• [Task description]
Go through the lines below and repeat each one exactly, skipping pictures.

• [Listed entries]
════

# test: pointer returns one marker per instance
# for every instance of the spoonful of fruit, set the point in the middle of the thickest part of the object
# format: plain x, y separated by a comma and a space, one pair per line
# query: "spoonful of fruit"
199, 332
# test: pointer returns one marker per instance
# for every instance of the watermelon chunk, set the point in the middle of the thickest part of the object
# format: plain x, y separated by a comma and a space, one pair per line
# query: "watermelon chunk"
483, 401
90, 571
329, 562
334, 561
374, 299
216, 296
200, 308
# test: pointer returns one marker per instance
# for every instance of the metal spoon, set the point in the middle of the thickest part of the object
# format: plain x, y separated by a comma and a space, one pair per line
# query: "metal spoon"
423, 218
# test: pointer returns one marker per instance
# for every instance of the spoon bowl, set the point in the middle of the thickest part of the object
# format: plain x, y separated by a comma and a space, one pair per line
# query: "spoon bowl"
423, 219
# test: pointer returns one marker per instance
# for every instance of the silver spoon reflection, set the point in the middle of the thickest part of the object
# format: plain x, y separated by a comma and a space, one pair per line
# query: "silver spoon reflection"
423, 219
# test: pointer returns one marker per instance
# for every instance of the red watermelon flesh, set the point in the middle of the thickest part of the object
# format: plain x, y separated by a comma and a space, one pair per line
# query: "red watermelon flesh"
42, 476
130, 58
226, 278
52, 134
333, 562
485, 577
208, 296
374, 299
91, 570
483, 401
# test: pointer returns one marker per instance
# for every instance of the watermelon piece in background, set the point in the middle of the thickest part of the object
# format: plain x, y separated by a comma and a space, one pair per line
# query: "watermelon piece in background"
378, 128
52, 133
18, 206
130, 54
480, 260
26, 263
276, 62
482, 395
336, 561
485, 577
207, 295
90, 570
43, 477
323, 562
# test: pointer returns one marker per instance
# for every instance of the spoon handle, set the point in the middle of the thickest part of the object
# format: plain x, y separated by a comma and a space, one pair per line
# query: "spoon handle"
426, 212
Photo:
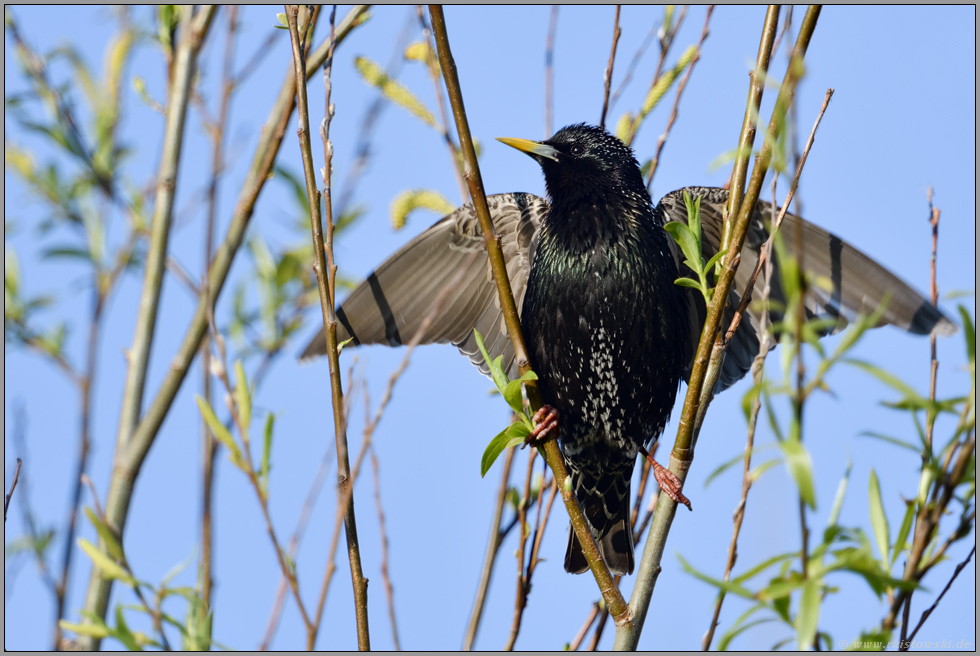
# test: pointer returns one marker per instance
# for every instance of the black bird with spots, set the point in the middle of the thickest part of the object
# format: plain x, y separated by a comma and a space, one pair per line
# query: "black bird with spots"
608, 332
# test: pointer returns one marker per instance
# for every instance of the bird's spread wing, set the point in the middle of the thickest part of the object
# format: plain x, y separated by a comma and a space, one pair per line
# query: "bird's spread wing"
854, 283
395, 300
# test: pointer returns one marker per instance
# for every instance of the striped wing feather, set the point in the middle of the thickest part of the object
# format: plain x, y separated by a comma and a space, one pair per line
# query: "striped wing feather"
856, 284
394, 301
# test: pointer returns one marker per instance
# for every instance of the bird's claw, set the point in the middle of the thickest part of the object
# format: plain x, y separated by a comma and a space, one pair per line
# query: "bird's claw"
545, 421
668, 482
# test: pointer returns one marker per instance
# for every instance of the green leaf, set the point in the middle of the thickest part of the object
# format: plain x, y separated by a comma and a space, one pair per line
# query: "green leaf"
809, 614
411, 200
499, 379
220, 432
726, 586
108, 536
266, 453
763, 468
109, 569
714, 259
66, 252
903, 532
91, 630
969, 333
243, 398
512, 394
728, 464
839, 496
891, 440
764, 565
511, 436
879, 521
801, 468
741, 625
690, 282
122, 633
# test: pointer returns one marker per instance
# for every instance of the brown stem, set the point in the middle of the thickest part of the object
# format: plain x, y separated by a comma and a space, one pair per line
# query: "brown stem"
372, 425
10, 492
739, 514
607, 75
677, 100
84, 444
614, 599
746, 138
766, 253
385, 576
522, 582
433, 67
925, 615
490, 558
207, 440
586, 625
665, 44
599, 627
326, 272
934, 296
627, 636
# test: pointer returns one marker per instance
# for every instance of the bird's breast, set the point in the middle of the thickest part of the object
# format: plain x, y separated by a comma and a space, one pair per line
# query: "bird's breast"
595, 324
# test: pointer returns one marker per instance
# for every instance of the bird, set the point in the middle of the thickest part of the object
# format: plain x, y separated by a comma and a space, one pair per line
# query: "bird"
609, 333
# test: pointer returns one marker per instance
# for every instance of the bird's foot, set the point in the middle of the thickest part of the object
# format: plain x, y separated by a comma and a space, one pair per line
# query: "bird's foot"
667, 481
545, 426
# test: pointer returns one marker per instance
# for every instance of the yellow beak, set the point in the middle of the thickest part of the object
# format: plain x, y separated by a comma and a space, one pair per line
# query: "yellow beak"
532, 148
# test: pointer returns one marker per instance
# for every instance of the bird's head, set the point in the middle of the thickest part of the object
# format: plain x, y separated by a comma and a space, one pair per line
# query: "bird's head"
583, 160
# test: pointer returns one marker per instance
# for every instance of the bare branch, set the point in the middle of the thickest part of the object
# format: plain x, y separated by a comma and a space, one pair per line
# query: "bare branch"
10, 492
607, 75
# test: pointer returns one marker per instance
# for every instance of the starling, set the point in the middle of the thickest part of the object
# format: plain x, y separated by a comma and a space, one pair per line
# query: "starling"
608, 332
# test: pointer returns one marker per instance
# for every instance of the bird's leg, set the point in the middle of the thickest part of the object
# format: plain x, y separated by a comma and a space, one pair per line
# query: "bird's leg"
545, 421
666, 480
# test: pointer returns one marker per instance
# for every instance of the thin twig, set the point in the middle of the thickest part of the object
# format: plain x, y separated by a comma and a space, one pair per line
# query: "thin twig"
549, 72
599, 627
925, 615
433, 67
522, 583
614, 599
934, 297
129, 463
677, 100
765, 254
750, 121
586, 625
84, 444
665, 42
372, 425
174, 266
326, 272
385, 576
207, 439
10, 492
739, 514
607, 75
698, 392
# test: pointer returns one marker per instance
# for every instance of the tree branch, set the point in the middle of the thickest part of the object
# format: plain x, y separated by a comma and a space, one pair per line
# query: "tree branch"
549, 449
628, 635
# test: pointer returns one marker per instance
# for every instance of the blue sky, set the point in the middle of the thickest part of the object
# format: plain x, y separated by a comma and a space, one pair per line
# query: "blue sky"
902, 119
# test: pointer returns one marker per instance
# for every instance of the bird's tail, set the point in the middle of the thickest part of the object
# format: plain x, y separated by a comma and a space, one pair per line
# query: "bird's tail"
608, 516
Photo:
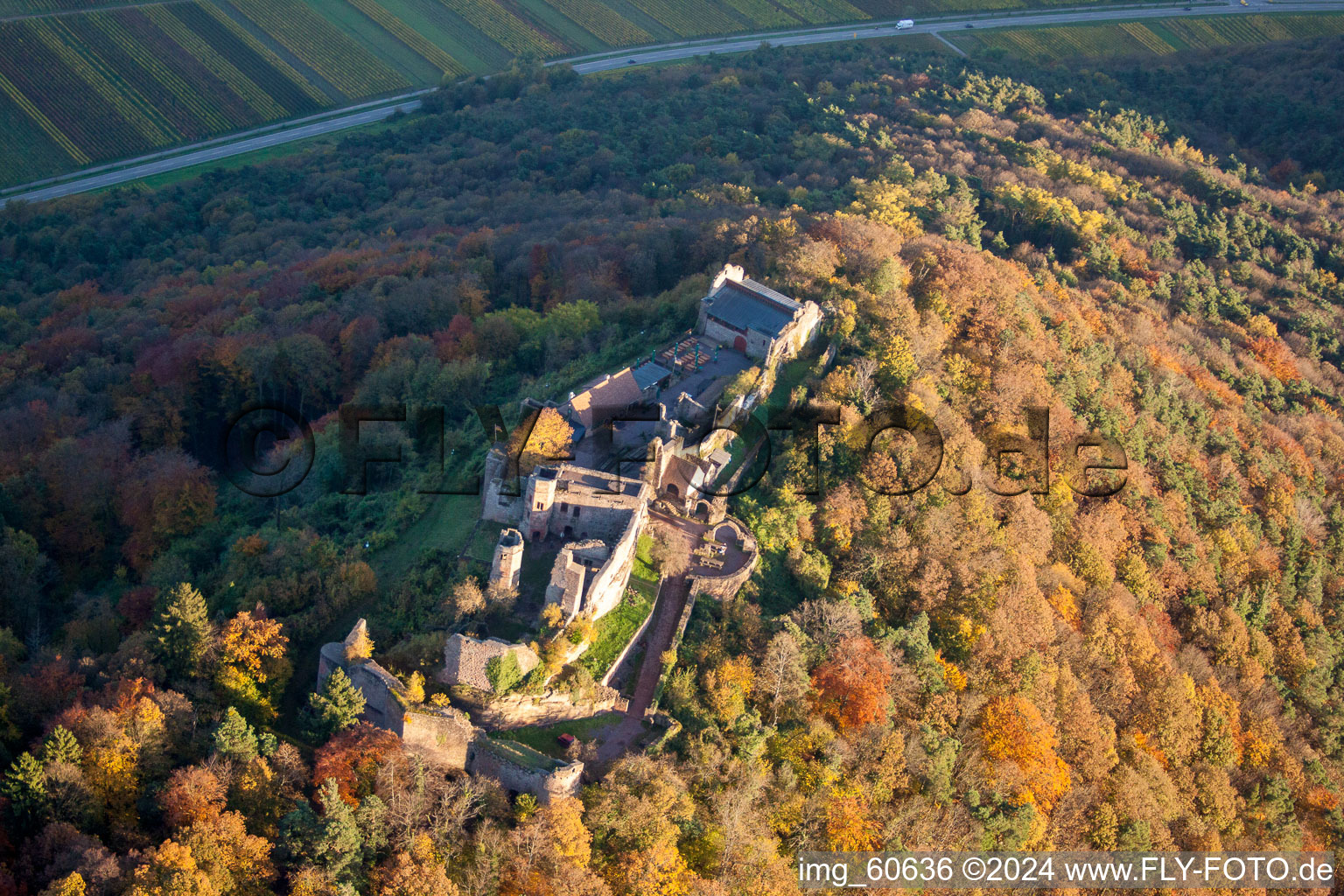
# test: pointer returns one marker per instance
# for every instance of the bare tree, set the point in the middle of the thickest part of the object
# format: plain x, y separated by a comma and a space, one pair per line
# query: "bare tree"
782, 673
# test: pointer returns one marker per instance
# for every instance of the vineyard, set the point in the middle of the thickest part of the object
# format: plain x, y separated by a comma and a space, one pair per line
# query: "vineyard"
1156, 37
105, 80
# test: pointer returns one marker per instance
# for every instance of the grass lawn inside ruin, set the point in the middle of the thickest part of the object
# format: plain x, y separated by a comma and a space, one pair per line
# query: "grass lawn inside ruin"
616, 629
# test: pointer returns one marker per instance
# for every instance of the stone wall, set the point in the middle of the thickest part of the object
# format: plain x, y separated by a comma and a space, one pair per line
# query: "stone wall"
608, 584
549, 707
631, 644
724, 586
385, 696
440, 734
466, 660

════

• [Answer box]
# test: pointer returns one marker per instance
# for every instance of the spoonful of fruit, set the point in the middle of the thickest part of the object
# format: plain x, y separated by a comma and a space, one pair per line
# query: "spoonful of fruit"
199, 332
# test: pointer returns one marker per instance
# for every instance of the watermelon chunk, set the point in the middle of the thickest part of the object
# format: plain x, y separated by a comma and a space, one pair per line
# query: "watermelon chunk"
483, 401
90, 571
329, 562
334, 561
374, 299
216, 296
200, 308
# test: pointer returns one marker per instance
# for every instance of the metal spoon, set the point in the middle of the thickest part of the object
# format: plain x, y separated by a comma and a space, one pair per line
# query: "metal spoon"
423, 218
# test: pointer returns one marker per instance
# for every instance of the spoon bowl, set the point in the middle of the thickest part of the object
# format: plain x, y separated by a comma and a space, one pair per line
# query: "spoon bowl"
423, 219
# test: pointer returns one marker per instance
# for every instance of the silver spoon reflection, set the point in the middle of the thickest part of the object
# format: plain x, y separated by a comma and a space, one pair per line
# query: "silver spoon reflection"
423, 219
# test: pointer returns one marker per instance
# for every instance of the red watermelon flesh, set the point in the middle of the thickest part of the object
# format: plain x, y separated by a comma and a space, one pair per line
# query: "red watermelon flesh"
42, 476
130, 58
226, 278
52, 134
333, 562
485, 577
208, 296
374, 299
91, 570
483, 401
# test: pointer returns one marker per instance
# for every instance of the watermelon piece in background, set the point in the middle of the thickest part of the object
# format: plain x, y separated by a comma and a space, one pair per line
# query: "watermelon piece in background"
378, 128
52, 133
18, 206
130, 54
480, 260
26, 263
276, 62
482, 395
336, 561
485, 577
207, 295
90, 570
43, 477
323, 562
# test: pointer returns one marker per instance
# for every instance of the spoon handle, set the point in the middle of the thickest part of the object
# format: plain x, y separated by a comma and a space, one pair per line
# query: "spoon handle"
426, 212
Photo:
# test: pointer returns one marker per instance
# for every instance of the black bird with spots, set the point in the middle of the thickest part of the object
# format: plain x, y separated by a comma and a space, one pair per line
# query: "black bird with spots"
608, 332
# test: pointer returns one marker per instance
# for every instance of the bird's spread wing, set the point in the middle of the thickest part of the object
# format: plain x, y separated by a comma and a space, one pair per line
# query: "bird's spread wing"
854, 283
395, 300
# test: pointer returns one marker per instance
# for every instance of the striped wing feather, set the point in the middle of the thickest part of the object
# format: plain x, y separated by a comma and a space, one pair per line
# query: "striped wing feather"
856, 284
394, 301
# test: pointer returns one marker per instance
# for every instance of the bird's claw, set the point in the middle of the thickest part of the object
# format: plain x, y separated by a comma and a space, one pair per line
# query: "bird's claw"
545, 421
668, 482
# test: pointer returns one marker per instance
# for every instance of the green leaf, set the point in the middle of the thickest part of the object
# format: plain x, y separated by a comma and a space, one pair per line
# query: "green leaf"
809, 614
411, 200
499, 379
220, 432
726, 586
108, 536
266, 453
763, 468
109, 569
714, 259
66, 252
903, 532
91, 630
969, 333
243, 398
512, 394
728, 464
839, 496
891, 440
764, 565
511, 436
879, 521
801, 468
741, 625
690, 282
122, 633
# test: pointer returns one marker per instance
# for every instance of the brown stem, set the point in the middle of the thickest part of the object
# format: plain x, y separated by a comma and a space, one pair per line
# query: "brown stem"
372, 425
10, 492
739, 514
607, 75
677, 100
84, 444
614, 599
746, 138
766, 253
385, 576
522, 582
433, 67
925, 615
490, 558
207, 440
586, 625
665, 44
599, 627
326, 272
934, 296
627, 636
# test: pointer returns one marker per instance
# for every instance of the bird's breast, set the point in the middle of the thickest part of the object
# format: plain x, y separated by a comma and a space, one pair per line
# query: "bird's breast"
595, 324
# test: pointer returns one marker per instance
# for every instance of the bird, set the point in the middle of the thickest part of the object
# format: plain x, y separated by a comma and a space, one pair per line
# query: "bird"
609, 333
# test: pointer returns one marker per instance
# for every instance of the bird's foot, set the point in the middle of the thickest part of the object
# format: plain x, y separated by a comma and a space, one pair per line
# query: "bird's foot"
667, 481
545, 426
# test: pointer returns one marker per instance
# for every instance of the yellow beak, set the point in the middle of the thickest part of the object
# format: plain x, y separated by a comma and a space, one pair per line
# query: "yellow beak"
532, 148
# test: pointer returns one marker per instance
# for every instance of the bird's head, set the point in the middle of the thickest part of the object
# format: plain x, y separated by a comma and a space, one pair per line
# query: "bird's head"
583, 160
# test: pointer returns one marker per instance
# for every instance of the bare branch, set the point in the middle of the thickest part of the object
# format: plain x, y separated by a comma and a space, one pair per line
# query: "bare branch"
10, 492
607, 75
# test: pointer returns one marker per instance
# for every instance of the starling, set the point in the middle of the thickest part of the object
# format: plain x, y separated by a comma and a space, one pair per line
# query: "starling"
608, 332
# test: pointer returns one marker per instance
# for every instance of the bird's leg, set the point in the middle of the thickest part of the object
# format: plain x, y separated by a comma and a space, one pair per line
# query: "bird's leg"
545, 421
666, 480
# test: pointer returns one marker per instance
# for every instance of the thin twig, set the point in the middle of the thickest part of the object
# format: plain x, y separated by a comma and a space, one pair per line
# query: "thin twig"
549, 72
599, 627
925, 615
433, 67
522, 583
614, 599
934, 297
129, 463
677, 100
765, 254
750, 121
586, 625
84, 444
665, 42
372, 425
174, 266
326, 272
385, 576
207, 439
10, 492
739, 514
607, 75
698, 392
# test: pointer returns one marker per instance
# for every instance of the tree branch, set the point in the middle of the thickest part of the object
# format: plain x, y separated by a comma and a space, one pair per line
# query: "tree branch"
549, 449
628, 635
# test: pointer returns one marker per instance
# for every instance of the blue sky, set the point in the middle of the thickest part of the object
# format: plain x, y separated by a comma and a space, one pair per line
# query: "blue sky"
902, 119
# test: pointer returns one marker per instance
# for every instance of the bird's tail, set the point in the middle of the thickest part of the object
# format: plain x, y separated by a comma and a space, one pair per line
# query: "bird's tail"
608, 516
Photo:
# test: pointer returns one marker per instance
# for every instance of the bare tree, set the point in the middle of the thickest part of the object
# format: plain x, y separated by a comma and a space, one pair per line
# query: "bare tree"
782, 673
# test: pointer returns one marker per instance
# for every instance of the vineyard, set the point in the middle of the thickest part of the object
# format: plain x, y separated by a comma and a space, one pair per line
# query: "vineyard"
1156, 37
105, 80
# test: pointer returns one marker per instance
# for every instance of the grass lawn inside ruin, set the point in the middle of the thickest part of the object
# format: plain x, y separated by a comma and a space, one pair per line
# query: "grass lawn inside ruin"
616, 629
# test: pointer returns one marker per instance
# for every instance of the stone wall, set the point in the middle of the thickest part of the object
# format: plain x, y separated by a comma and a space, one pair per line
# query: "stone wall"
608, 584
549, 707
631, 644
724, 586
385, 696
440, 734
466, 660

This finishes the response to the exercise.